* LIST OF TASKS
1. From the passage on The Orbital Children, list every title that appears in parentheses after a collaborator's name.
2. Write the next part of the passage on The Orbital Children, picking up after its final sentence.

While The Orbital Children may not reach the same rarified status in the canon of anime as those aforementioned classics, it’s an ambitious and beautiful series that certainly grazes at that greatness on the strength of the staff involved. Thanks to a team of collaborators including Iso’s longtime colleague Toshiyuki Inoue (Akira, Venus Wars) and talented key animators like Bahi JD (Ping Pong) and Vercreek (Jujutsu Kaisen, Deca-Dence), The Orbital Children’s animation is impressive for its imaginative (and frequently hilarious) rendering of Zero-G movement, its mind-bending shifts in point of view perspective, and a host of subtle idiosyncratic quirks that go a long way in creating believable portrayals of children acting like children amid tremendous circumstances.

* DATA EXCERPT
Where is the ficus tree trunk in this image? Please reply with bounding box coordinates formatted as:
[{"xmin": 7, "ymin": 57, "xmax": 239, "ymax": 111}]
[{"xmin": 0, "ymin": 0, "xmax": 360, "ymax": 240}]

* PER-TASK ANSWERS
1. Akira, Venus Wars, Ping Pong, Jujutsu Kaisen, Deca-Dence

2.
With over a decade in the making, Iso has crafted an accomplished follow-up to Den-noh Coil with The Orbital Children, revisiting his penchant for dense speculative world-building through the eyes of a new generation confronted with new challenges, opportunities, and questions both personal and existential. It’s a triumph of imagination and craft, one which confidently asserts itself as one of the best anime to come out this year and further proof of Iso’s estimable yet understated brilliance.
All six episodes of The Orbital Children are available to stream now on Netflix.